# [Information supplied]
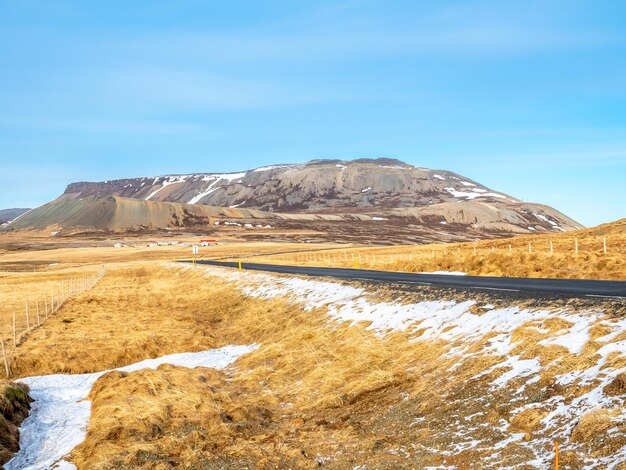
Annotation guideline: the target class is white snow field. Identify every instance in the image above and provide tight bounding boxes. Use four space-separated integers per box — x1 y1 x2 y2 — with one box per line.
6 344 257 470
180 264 626 469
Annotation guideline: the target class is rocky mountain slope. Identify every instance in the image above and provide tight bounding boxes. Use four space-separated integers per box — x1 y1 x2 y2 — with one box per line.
63 158 534 212
0 208 30 224
64 158 581 228
2 159 583 242
2 195 274 232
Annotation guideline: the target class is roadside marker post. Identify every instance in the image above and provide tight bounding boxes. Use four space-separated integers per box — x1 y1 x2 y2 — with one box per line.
604 237 607 255
555 441 559 469
192 244 199 268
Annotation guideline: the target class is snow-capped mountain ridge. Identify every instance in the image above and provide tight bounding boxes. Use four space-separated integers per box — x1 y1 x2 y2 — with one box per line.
64 158 518 212
5 158 582 239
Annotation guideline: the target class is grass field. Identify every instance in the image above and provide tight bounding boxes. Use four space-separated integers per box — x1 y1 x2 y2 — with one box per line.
0 250 624 467
231 218 626 280
0 220 624 467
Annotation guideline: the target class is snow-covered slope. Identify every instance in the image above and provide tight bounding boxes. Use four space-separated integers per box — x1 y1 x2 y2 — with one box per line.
184 264 626 468
7 345 256 470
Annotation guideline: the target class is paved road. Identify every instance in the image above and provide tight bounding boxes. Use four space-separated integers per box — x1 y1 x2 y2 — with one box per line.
184 260 626 298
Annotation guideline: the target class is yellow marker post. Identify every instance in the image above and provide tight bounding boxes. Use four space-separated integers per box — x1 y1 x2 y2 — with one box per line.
354 258 359 269
238 260 242 271
192 244 199 269
555 441 559 470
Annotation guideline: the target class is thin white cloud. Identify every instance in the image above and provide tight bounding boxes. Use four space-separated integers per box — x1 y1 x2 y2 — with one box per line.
0 117 215 134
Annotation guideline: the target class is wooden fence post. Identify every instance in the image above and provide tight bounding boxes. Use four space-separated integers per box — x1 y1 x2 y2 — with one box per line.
1 340 9 377
550 240 554 256
36 300 41 326
603 237 607 255
528 242 532 254
575 238 579 256
25 300 30 331
12 312 16 347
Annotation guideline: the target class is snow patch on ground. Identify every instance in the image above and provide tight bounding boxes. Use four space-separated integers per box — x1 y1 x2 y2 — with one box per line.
188 265 546 351
173 264 626 468
7 345 257 470
538 314 592 354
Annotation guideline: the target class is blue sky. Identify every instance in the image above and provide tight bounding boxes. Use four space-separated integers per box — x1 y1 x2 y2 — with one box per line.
1 0 625 226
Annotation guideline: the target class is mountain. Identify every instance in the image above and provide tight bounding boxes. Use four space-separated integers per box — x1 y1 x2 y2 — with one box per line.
1 195 375 235
2 195 273 232
65 158 527 213
2 159 583 243
0 208 30 224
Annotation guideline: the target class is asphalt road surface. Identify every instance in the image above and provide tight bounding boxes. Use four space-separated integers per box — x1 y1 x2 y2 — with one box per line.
183 260 626 299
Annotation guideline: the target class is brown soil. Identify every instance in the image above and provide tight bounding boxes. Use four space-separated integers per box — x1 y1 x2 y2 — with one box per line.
0 381 32 465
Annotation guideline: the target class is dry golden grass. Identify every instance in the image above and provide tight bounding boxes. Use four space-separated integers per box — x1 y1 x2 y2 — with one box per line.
509 408 546 434
571 408 613 442
6 263 446 467
0 266 102 347
0 235 350 266
240 218 626 280
10 264 223 376
2 255 624 467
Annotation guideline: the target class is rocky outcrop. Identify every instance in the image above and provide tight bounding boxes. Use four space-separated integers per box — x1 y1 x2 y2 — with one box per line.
61 158 582 234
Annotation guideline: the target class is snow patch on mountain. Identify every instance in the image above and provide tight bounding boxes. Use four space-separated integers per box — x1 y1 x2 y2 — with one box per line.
445 187 508 200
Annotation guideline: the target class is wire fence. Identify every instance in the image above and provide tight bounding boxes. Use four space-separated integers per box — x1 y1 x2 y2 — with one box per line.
230 236 617 269
1 266 106 378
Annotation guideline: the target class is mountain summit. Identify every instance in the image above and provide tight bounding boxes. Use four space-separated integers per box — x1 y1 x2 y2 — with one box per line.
5 159 583 242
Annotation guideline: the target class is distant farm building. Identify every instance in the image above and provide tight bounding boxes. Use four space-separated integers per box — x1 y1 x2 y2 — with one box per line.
199 239 218 247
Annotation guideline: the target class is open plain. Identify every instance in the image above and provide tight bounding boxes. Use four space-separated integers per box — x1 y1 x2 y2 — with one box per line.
0 225 625 468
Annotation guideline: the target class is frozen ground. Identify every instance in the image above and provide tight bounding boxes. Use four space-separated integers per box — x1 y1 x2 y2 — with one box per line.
181 264 626 468
6 344 257 470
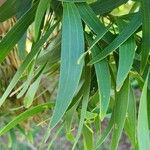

# [What to produce]
Restate each line of the material word for word, skipping any picture.

# [Result below]
Annotation guideline: the target class is white snow field. Identify every instance in the image above and provide tight bounding boxes. Use four space-separated integers per box — x1 y1 x2 y2 — with one box per line.
6 344 257 470
180 264 626 469
Annotation guideline: the target class is rocky mountain slope. Identify every instance in the image above and provide tight bounding boxes. Use four space-separated integers per box — x1 y1 x2 y2 — with one box per line.
63 158 534 212
0 208 30 224
64 158 581 228
2 159 583 242
2 195 274 232
Annotation guideline: the target class is roadside marker post. Identify every instance in the image above and provide tight bounding boxes. Use four space-separated integers per box — x1 y1 x2 y2 — with one box per line.
604 237 607 255
555 441 559 469
192 244 199 268
Annotation guideline: the target class is snow-capped mountain ridge. Identify every instance in the image above and provide tight bounding boxes. Use four space-separated integers per box — x1 y1 x2 y2 — with one box per line.
64 158 518 212
5 158 582 239
Annotation guideline: the target class is grass field. Identify every instance in the image above and provide tight bounding boxes. Use four space-separated integers per box — x1 y1 x2 y2 — with one box per line.
0 250 624 467
231 218 626 280
0 220 624 467
Annotation guideline: the target class is snow-covered slope. Identify every instance in the image above and provide tight bounding boxes. Use four space-separated integers per box — x1 y1 x2 y2 — with one box per line.
184 264 626 468
7 345 256 470
Annotation guideline: the target class is paved road. Identify every instance in the image above and provide tight bounding boxes. Use four space-separated integers per box — x1 y1 x2 y2 — with one box per line.
184 260 626 298
Annotation guideline: the target class is yellow marker post. Identify every instance in the image above and provide tight bounding boxes. Use four space-separated integers per box — x1 y1 x2 y2 — with one box per line.
354 258 359 269
238 260 242 271
192 244 199 269
555 441 559 470
Annotation guideline: the target class is thin white cloud. Identify every instance in the image above and provide tight bounding boxes. Use four space-separated integers per box — x1 y1 x2 y2 — with one box per line.
0 117 215 134
Annotation guideline: the target class is wooden fence post. Identify every instance in the image above and provide tight bounding boxes. Use four space-separated integers per box — x1 y1 x2 y2 — with one box per line.
1 340 9 377
550 240 554 256
36 300 41 326
603 237 607 255
528 242 532 254
575 238 579 256
25 300 30 331
12 312 16 347
Annotation guideline: the target class is snow patch on ground. Identify every instance in the image above and provide tight bounding boxes. Use four space-separated integers per box — x1 y1 x2 y2 — with one box per line.
188 265 546 351
173 264 626 468
7 345 257 470
538 314 592 354
Annotation guideline: the target class is blue sky. Identify every instance in the image above and provide tight bounding boxes. Use four space-separated integers per box — x1 y1 x2 y2 — with one box per line.
1 0 625 226
Annotation guideline: the target class is mountain. Identify every instance in the image above and provide tight bounding boxes. Use four space-separated integers per box — x1 y1 x2 y2 — with one box per line.
1 195 375 235
2 195 273 232
65 158 527 213
2 159 583 243
0 208 30 224
Annotation guideline: the target class is asphalt road surface. Identify every instance in the image above and provide tight bounding boxes. Use four space-separated integers per box — x1 y1 x2 y2 — with one box per line.
183 260 626 299
Annotation guideline: the target class is brown soil. Identify every instance in the image above and provide tight bounding boxes. Use four space-separated integers per box — x1 y1 x2 y2 — with one box per line.
0 381 32 465
Annotation guideline: the target class is dry golden grass. Identify every instance in the image above and provide tight bounding boxes. Use four space-separated integers per box — x1 y1 x2 y2 — with one box per line.
509 408 546 434
571 408 613 442
6 263 446 467
0 266 102 347
0 235 350 266
240 218 626 280
10 264 223 376
2 255 624 467
Annotation guideline: the target class is rocky outcrop. Identify every instance in the image above and provide tight bounding boxes. Use four space-separated integers per box — x1 y1 x2 y2 — with one box per line.
61 158 582 234
Annotation guideline: the target class is snow patch on mountain. Identify every instance in the image above and provide tight bounding boxes. Use four space-separated integers per box — x1 y1 x2 y2 — with one box per line.
445 187 508 200
Annotation guideline: the target class is wire fence. Identify every instance in the image above and provide tight bounding boxes. Use four space-separated integers per box — x1 y1 x2 y2 — with one box per line.
230 236 617 269
1 266 106 378
Annotation guideline: the target class is mountain summit. Identify every instance in the image above and provide tight bounding boxes. Use four space-separated integers per box — x1 y1 x2 y2 — with one box per line.
5 159 583 242
Annotation guideline: the target class is distant farm building. Identify every instance in the image above and provide tight bounding boxes. Use four space-separated integers per box — x1 y1 x2 y2 — with one box per line.
199 239 218 247
Annotation guideline: the target class is open plain. Identify every instance in the image above and provide tight bounding boxes. Use four space-separated integers per box — x1 y1 x2 y2 — with one box per line.
0 225 625 468
Annotation guideline: the target class is frozen ground. Identify every instance in the image above and provide tight bounding boxes. Use four space-separated integers per box — x1 y1 x2 y2 — with one box per line.
181 264 626 468
6 344 257 470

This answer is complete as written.